→ WORK TO BE COMPLETED
Copy out the material from the line with "the roof vent" up to and including the line with "297,57 -> 329,69", word for word and nothing else.

──────── DATA LINES

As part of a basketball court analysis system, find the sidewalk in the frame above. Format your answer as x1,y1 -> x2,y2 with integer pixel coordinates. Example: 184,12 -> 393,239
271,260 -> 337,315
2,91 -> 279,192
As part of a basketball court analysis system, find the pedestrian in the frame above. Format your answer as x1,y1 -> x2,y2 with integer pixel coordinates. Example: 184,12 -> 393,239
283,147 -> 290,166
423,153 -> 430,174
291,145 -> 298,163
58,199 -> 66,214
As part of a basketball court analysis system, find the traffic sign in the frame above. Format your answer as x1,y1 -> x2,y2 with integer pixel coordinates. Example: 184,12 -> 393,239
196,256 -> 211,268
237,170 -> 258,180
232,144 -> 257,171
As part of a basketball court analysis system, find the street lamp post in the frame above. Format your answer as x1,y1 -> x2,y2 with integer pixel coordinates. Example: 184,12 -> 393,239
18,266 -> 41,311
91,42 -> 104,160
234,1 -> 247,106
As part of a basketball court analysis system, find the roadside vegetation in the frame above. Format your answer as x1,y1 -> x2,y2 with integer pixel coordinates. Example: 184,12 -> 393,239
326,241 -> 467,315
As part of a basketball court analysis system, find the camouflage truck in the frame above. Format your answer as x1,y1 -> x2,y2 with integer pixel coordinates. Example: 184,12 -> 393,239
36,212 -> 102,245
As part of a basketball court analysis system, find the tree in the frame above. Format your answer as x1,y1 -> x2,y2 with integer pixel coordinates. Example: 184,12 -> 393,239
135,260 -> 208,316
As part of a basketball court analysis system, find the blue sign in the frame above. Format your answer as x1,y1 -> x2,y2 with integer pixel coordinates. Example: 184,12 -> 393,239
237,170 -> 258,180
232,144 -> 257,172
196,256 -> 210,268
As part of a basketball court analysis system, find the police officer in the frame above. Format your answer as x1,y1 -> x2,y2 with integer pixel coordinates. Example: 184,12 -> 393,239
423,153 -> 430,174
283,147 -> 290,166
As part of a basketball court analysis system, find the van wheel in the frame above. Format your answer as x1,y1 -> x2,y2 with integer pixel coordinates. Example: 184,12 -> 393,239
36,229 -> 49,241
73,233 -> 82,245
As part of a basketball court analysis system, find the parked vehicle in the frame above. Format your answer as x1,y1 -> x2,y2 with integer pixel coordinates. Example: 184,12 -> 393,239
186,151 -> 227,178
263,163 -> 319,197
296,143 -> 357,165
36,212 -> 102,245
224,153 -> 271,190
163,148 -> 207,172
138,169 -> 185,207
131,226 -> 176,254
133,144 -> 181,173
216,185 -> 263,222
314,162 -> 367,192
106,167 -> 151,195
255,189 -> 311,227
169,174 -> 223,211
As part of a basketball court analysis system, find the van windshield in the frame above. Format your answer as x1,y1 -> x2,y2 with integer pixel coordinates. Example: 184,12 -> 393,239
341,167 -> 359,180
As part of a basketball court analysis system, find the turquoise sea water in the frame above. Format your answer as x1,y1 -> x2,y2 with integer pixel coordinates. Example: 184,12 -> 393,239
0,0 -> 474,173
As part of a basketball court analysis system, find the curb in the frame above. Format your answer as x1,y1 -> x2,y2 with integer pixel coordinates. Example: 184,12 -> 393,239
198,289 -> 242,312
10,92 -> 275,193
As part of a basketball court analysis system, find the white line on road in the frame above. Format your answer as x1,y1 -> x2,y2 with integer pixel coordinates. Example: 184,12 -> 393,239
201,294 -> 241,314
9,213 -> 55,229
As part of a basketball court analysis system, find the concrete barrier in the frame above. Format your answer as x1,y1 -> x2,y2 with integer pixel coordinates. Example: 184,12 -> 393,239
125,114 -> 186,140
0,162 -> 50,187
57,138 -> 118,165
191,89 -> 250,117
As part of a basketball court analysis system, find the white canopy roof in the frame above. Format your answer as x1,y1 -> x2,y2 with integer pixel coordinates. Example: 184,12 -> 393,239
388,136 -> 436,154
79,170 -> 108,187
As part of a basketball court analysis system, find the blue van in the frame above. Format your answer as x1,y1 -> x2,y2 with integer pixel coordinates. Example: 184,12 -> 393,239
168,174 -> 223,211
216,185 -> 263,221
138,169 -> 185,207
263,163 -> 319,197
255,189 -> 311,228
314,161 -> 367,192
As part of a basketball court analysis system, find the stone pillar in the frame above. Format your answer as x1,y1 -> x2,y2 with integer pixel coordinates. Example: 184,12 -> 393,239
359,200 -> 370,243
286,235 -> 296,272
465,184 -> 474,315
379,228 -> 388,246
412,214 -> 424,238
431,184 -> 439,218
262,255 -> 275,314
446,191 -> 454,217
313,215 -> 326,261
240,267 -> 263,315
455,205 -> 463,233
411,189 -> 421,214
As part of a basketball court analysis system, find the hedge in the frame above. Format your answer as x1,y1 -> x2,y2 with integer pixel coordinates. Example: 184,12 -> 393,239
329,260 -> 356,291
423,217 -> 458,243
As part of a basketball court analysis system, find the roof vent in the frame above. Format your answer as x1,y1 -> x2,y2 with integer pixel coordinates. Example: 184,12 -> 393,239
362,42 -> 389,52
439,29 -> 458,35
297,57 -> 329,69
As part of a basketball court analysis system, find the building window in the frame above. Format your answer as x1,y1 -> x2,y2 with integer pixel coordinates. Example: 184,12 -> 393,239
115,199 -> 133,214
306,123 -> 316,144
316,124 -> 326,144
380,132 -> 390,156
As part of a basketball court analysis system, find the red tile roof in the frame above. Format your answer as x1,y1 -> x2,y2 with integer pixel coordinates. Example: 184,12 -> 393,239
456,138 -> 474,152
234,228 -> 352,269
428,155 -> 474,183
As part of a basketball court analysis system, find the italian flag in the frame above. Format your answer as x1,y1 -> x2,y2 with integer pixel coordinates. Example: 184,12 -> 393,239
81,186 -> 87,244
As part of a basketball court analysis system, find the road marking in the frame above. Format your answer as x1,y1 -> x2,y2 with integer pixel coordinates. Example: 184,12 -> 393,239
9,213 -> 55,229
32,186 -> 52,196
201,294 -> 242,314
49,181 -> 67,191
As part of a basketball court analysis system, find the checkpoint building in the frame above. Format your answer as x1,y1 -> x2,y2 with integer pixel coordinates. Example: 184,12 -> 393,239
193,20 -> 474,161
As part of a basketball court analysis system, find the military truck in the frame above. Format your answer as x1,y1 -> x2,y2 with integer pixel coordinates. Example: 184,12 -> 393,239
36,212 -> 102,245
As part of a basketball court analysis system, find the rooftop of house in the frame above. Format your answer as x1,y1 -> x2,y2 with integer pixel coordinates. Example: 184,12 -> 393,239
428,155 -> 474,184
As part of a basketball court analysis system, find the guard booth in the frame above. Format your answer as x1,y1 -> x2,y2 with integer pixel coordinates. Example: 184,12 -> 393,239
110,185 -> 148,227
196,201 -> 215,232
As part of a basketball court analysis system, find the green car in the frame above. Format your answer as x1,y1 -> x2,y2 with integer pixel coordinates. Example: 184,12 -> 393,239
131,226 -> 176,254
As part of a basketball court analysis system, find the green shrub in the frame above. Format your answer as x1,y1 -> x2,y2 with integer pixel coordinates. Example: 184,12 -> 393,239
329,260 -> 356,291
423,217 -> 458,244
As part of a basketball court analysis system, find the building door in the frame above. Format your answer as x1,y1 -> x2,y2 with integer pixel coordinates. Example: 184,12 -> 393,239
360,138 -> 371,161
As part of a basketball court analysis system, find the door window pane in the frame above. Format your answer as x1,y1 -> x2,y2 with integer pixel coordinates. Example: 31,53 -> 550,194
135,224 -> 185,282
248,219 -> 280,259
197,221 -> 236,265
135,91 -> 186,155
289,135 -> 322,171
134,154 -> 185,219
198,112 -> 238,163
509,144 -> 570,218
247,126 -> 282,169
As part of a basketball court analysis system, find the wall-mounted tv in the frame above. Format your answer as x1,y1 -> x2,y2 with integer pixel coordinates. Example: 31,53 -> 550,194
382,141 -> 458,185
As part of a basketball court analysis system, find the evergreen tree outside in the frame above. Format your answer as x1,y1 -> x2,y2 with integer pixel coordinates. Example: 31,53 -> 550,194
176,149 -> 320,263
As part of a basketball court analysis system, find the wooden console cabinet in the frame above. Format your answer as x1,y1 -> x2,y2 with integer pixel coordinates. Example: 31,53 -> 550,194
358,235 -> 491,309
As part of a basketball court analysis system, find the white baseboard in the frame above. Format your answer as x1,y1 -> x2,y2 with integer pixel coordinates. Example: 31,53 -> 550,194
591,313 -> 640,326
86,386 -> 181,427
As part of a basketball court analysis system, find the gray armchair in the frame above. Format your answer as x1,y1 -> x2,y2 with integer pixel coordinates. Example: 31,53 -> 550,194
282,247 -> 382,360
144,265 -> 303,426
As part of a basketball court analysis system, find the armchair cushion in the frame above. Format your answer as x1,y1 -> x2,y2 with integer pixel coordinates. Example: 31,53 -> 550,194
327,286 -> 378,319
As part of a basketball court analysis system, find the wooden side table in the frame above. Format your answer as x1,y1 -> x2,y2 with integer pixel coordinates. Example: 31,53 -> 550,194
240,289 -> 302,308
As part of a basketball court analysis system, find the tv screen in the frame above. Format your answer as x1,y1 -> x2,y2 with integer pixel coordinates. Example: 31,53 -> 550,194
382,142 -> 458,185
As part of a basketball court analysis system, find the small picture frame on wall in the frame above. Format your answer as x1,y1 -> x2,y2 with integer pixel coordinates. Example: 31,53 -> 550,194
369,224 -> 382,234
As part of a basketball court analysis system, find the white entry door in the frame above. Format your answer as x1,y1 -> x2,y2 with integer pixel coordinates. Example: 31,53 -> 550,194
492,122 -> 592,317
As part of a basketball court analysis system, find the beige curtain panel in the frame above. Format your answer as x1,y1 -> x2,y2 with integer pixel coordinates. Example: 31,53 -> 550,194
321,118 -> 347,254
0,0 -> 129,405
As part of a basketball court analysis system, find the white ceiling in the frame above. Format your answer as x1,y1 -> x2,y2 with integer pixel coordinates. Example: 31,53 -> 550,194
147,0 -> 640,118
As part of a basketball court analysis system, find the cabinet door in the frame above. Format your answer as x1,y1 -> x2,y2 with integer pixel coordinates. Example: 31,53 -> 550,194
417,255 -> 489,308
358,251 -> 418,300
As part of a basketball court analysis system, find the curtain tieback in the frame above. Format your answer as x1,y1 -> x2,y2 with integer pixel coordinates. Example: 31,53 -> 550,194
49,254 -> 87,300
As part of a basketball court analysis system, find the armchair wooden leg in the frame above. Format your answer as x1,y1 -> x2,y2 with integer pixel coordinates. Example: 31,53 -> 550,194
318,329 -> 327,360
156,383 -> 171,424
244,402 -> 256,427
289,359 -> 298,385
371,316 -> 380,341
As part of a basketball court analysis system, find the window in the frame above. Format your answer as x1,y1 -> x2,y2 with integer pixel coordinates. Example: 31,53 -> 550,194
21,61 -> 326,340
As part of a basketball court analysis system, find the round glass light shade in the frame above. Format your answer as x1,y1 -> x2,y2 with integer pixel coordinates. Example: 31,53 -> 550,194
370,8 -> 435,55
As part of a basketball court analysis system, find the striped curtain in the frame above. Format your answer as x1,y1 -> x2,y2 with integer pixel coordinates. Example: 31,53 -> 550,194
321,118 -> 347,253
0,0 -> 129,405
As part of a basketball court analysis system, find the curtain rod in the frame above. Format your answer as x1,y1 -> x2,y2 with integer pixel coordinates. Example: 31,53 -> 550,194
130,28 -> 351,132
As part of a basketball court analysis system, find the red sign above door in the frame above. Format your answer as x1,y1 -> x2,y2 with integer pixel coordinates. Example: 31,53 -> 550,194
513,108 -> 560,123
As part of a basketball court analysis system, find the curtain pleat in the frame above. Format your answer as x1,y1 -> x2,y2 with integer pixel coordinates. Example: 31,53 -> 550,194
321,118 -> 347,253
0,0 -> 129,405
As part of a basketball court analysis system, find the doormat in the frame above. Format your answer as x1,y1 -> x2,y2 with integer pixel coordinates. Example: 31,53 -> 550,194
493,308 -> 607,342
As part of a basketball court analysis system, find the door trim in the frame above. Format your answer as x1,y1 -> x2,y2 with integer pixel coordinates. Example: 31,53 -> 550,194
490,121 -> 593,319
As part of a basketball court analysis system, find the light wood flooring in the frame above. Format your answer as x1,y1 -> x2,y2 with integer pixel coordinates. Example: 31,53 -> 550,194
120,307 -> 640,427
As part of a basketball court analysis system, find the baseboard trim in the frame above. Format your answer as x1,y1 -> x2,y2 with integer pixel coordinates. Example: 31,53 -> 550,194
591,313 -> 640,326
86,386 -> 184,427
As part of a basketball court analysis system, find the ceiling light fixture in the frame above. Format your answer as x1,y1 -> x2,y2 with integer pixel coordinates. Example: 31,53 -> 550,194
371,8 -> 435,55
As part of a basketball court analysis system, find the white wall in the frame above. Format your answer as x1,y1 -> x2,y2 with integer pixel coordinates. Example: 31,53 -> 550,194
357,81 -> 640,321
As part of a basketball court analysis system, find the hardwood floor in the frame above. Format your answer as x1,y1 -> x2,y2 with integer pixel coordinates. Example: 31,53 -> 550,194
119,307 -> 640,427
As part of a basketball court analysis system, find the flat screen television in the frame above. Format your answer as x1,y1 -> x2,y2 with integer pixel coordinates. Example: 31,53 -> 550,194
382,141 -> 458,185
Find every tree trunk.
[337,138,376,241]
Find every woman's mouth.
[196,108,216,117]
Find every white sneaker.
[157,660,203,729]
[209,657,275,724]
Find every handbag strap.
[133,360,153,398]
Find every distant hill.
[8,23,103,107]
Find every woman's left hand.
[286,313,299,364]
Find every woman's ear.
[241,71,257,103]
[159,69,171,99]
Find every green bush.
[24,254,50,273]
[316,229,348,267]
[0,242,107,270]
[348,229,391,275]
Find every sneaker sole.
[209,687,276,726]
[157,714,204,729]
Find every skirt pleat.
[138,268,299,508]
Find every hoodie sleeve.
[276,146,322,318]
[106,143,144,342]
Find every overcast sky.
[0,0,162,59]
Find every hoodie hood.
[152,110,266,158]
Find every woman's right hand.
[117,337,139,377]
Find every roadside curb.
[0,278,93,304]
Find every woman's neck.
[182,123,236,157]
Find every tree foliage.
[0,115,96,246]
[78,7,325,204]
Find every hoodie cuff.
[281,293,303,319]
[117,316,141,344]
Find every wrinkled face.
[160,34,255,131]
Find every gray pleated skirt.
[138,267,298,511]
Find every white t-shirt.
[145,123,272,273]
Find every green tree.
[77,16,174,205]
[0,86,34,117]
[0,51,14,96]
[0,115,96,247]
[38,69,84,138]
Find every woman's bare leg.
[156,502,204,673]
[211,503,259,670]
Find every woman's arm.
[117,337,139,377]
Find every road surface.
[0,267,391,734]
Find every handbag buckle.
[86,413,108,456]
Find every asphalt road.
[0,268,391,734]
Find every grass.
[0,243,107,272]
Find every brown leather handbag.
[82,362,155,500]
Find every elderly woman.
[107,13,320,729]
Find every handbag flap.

────────────────

→ WRITTEN RESPONSE
As part of a basketball court analysis system, find the roof vent in the frame above. Format your answer as x1,y1 -> x2,y2 with integer pixel coordinates. Example: 184,12 -> 393,239
362,42 -> 389,52
439,29 -> 458,35
297,57 -> 329,69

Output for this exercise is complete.